(Entries for bounding box labeling)
---

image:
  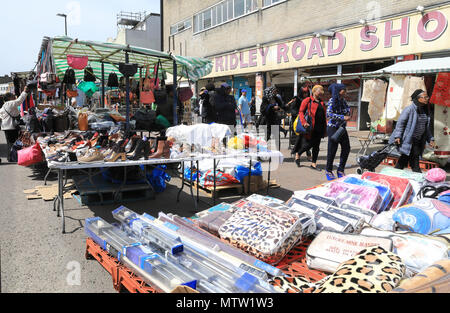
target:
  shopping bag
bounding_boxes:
[17,143,44,166]
[141,90,155,104]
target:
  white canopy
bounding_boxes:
[373,57,450,74]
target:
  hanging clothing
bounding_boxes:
[20,94,35,117]
[430,73,450,107]
[399,76,427,114]
[361,79,387,122]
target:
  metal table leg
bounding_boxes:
[213,159,217,206]
[247,158,252,194]
[44,168,52,186]
[197,160,200,203]
[177,161,184,203]
[267,157,272,195]
[189,161,198,211]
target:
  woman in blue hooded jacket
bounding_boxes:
[326,84,350,180]
[389,89,435,173]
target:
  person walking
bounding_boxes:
[209,83,237,127]
[288,87,312,161]
[238,89,250,128]
[389,89,435,173]
[295,85,327,172]
[249,97,256,123]
[0,87,30,162]
[326,84,351,181]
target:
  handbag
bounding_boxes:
[330,125,347,143]
[78,113,89,131]
[294,99,312,136]
[9,140,23,163]
[84,66,97,82]
[17,143,44,166]
[177,68,194,102]
[5,109,20,129]
[66,89,78,98]
[67,54,89,70]
[119,63,138,77]
[306,230,393,273]
[40,72,56,85]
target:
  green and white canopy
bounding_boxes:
[39,37,212,81]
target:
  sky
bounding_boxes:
[0,0,160,76]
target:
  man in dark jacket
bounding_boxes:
[209,83,237,126]
[200,83,217,124]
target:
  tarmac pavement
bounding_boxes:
[0,128,386,293]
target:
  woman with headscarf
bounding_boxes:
[261,87,284,148]
[326,84,350,180]
[389,89,435,173]
[295,85,327,171]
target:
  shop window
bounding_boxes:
[263,0,286,7]
[234,0,245,17]
[170,19,190,36]
[194,0,258,33]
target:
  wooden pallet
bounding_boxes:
[381,156,439,171]
[187,181,244,198]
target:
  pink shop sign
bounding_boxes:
[214,9,450,73]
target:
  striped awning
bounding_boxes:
[39,37,212,81]
[373,57,450,74]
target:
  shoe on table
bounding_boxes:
[325,172,336,181]
[78,149,105,163]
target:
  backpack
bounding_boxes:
[25,108,42,134]
[84,66,97,82]
[108,73,119,88]
[63,68,77,85]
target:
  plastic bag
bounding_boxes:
[148,165,172,192]
[392,198,450,235]
[234,162,262,183]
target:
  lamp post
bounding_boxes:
[56,13,67,36]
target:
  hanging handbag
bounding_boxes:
[63,68,77,85]
[294,99,312,136]
[84,66,97,82]
[119,63,138,77]
[67,54,89,70]
[330,120,347,143]
[178,67,194,102]
[107,73,119,88]
[66,89,78,98]
[5,109,20,129]
[153,61,169,106]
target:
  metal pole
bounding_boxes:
[173,60,178,126]
[125,52,130,134]
[100,62,105,108]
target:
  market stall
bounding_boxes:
[33,37,212,129]
[85,167,450,293]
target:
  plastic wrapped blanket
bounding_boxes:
[344,176,394,212]
[392,198,450,235]
[361,172,413,209]
[219,201,310,264]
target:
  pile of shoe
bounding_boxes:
[38,131,173,163]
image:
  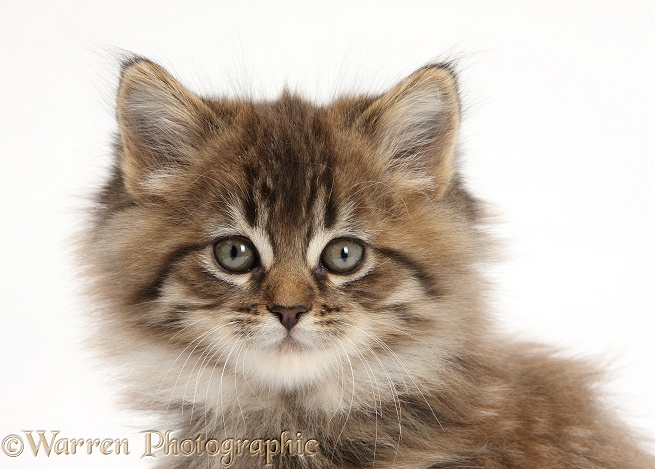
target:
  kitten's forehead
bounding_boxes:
[240,96,339,250]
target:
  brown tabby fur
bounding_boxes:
[84,58,655,469]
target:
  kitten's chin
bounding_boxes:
[245,344,339,391]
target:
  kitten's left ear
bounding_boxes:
[360,64,460,194]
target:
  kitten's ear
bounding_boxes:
[117,59,215,196]
[362,64,460,194]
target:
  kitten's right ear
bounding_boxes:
[117,58,215,197]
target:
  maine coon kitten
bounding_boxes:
[85,58,655,469]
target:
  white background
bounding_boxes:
[0,0,655,468]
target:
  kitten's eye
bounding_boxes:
[321,238,364,274]
[214,238,257,273]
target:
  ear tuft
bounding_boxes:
[362,64,460,193]
[117,56,214,194]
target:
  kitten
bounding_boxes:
[84,58,655,469]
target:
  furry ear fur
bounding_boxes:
[117,59,215,196]
[362,64,460,193]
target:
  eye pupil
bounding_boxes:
[214,238,257,273]
[321,238,364,274]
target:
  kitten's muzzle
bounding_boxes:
[269,305,309,331]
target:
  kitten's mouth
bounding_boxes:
[276,334,306,352]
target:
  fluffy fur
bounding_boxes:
[84,58,655,469]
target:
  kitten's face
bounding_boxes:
[89,61,484,390]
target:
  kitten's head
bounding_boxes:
[87,59,480,391]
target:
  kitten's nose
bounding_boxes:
[269,305,309,331]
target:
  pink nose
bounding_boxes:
[269,305,309,331]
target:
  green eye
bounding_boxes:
[214,238,257,273]
[321,238,364,274]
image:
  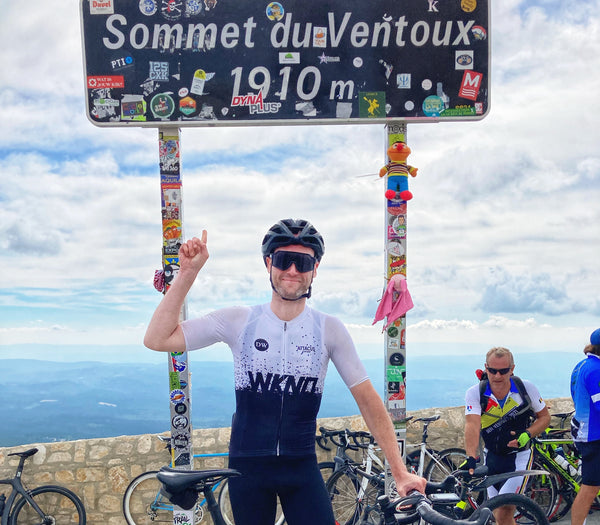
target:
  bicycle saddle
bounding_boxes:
[156,467,241,492]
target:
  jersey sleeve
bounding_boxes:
[465,384,481,416]
[584,367,600,410]
[324,316,369,388]
[522,379,546,414]
[181,306,250,350]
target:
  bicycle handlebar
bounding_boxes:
[377,476,492,525]
[417,496,492,525]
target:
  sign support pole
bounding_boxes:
[384,122,407,495]
[158,127,194,525]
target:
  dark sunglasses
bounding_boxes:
[485,365,512,376]
[271,251,317,273]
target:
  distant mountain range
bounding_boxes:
[0,353,583,447]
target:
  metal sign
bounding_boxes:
[80,0,490,127]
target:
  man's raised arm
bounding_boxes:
[144,230,209,352]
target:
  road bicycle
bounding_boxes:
[405,415,467,482]
[346,476,493,525]
[524,429,600,522]
[436,465,548,525]
[122,436,285,525]
[327,454,548,525]
[316,427,385,476]
[0,448,86,525]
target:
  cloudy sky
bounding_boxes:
[0,0,600,372]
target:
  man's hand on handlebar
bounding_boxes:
[396,472,427,497]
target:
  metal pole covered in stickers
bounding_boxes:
[158,128,194,525]
[380,123,416,494]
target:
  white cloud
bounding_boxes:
[0,0,600,360]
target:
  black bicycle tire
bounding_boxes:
[470,493,550,525]
[325,468,361,525]
[325,466,380,525]
[406,448,421,474]
[423,448,467,481]
[5,485,87,525]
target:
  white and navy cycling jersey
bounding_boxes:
[182,304,368,457]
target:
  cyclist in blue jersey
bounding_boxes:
[571,328,600,525]
[144,219,425,525]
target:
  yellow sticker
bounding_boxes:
[460,0,477,13]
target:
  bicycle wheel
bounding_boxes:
[5,485,86,525]
[406,449,421,474]
[319,461,335,484]
[471,494,549,525]
[326,469,384,525]
[219,480,285,525]
[123,470,173,525]
[423,448,467,482]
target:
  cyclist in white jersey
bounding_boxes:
[144,219,425,525]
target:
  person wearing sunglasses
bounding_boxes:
[144,219,425,525]
[461,347,550,525]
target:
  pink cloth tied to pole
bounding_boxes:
[373,274,414,330]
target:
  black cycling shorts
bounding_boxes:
[575,441,600,487]
[228,455,335,525]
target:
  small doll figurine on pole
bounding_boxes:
[379,141,418,201]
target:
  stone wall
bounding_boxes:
[0,398,573,525]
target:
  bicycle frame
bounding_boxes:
[0,458,44,525]
[533,438,600,495]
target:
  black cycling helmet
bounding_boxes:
[262,219,325,264]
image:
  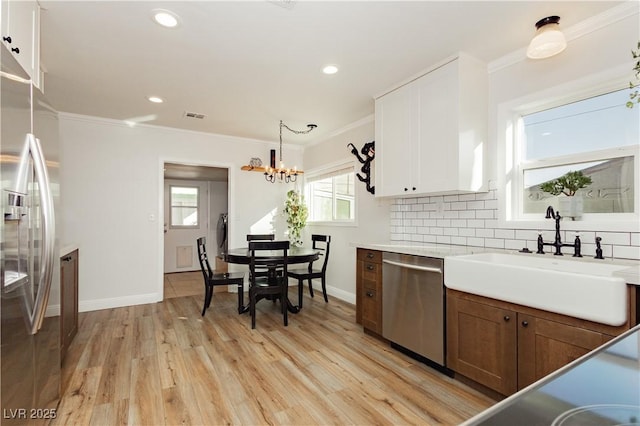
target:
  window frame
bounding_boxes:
[169,185,201,229]
[496,76,640,232]
[304,161,358,226]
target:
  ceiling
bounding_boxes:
[40,0,621,144]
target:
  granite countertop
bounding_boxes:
[351,242,640,285]
[463,325,640,426]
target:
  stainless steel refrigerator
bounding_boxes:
[0,45,60,425]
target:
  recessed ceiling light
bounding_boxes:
[152,9,180,28]
[322,65,338,74]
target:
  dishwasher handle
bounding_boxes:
[382,259,442,274]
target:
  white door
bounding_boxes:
[164,179,210,273]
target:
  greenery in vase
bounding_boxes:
[627,41,640,108]
[284,189,309,247]
[540,170,591,197]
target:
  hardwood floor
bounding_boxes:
[53,287,495,425]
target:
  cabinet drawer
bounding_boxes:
[358,249,382,263]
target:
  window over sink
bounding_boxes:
[499,76,640,231]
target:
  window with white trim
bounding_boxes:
[305,165,356,223]
[511,89,640,220]
[169,186,199,228]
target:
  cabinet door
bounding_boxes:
[518,314,609,389]
[60,250,78,360]
[447,296,517,395]
[375,86,414,197]
[414,60,459,193]
[358,261,382,334]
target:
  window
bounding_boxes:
[170,186,199,228]
[305,166,355,222]
[511,89,640,220]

---

Exercise aim
Please lay out the data from its first line through the line containing "[189,161,198,211]" as a Markdown table with a Row column numbering each line and a Line column holding it. Skip blank lines and leave the pictures out.

Answer to this problem
| Row | Line |
|---|---|
| 1 | image: |
| 2 | target: |
| 3 |   shopping bag |
| 4 | bounding_boxes: |
| 5 | [17,143,44,166] |
| 6 | [141,90,155,104] |
| 7 | target: |
| 8 |   white canopy |
| 9 | bounding_boxes: |
| 10 | [373,57,450,74] |
| 11 | target: |
| 12 |   hanging clothing |
| 13 | bounding_boxes: |
| 14 | [20,94,35,117] |
| 15 | [430,73,450,107] |
| 16 | [399,76,427,114] |
| 17 | [361,79,387,122] |
| 18 | target: |
| 19 |   metal table leg |
| 20 | bounding_boxes: |
| 21 | [213,159,217,206] |
| 22 | [247,158,252,194] |
| 23 | [44,168,52,186] |
| 24 | [197,160,200,203] |
| 25 | [177,161,184,203] |
| 26 | [267,157,272,195] |
| 27 | [189,161,198,211] |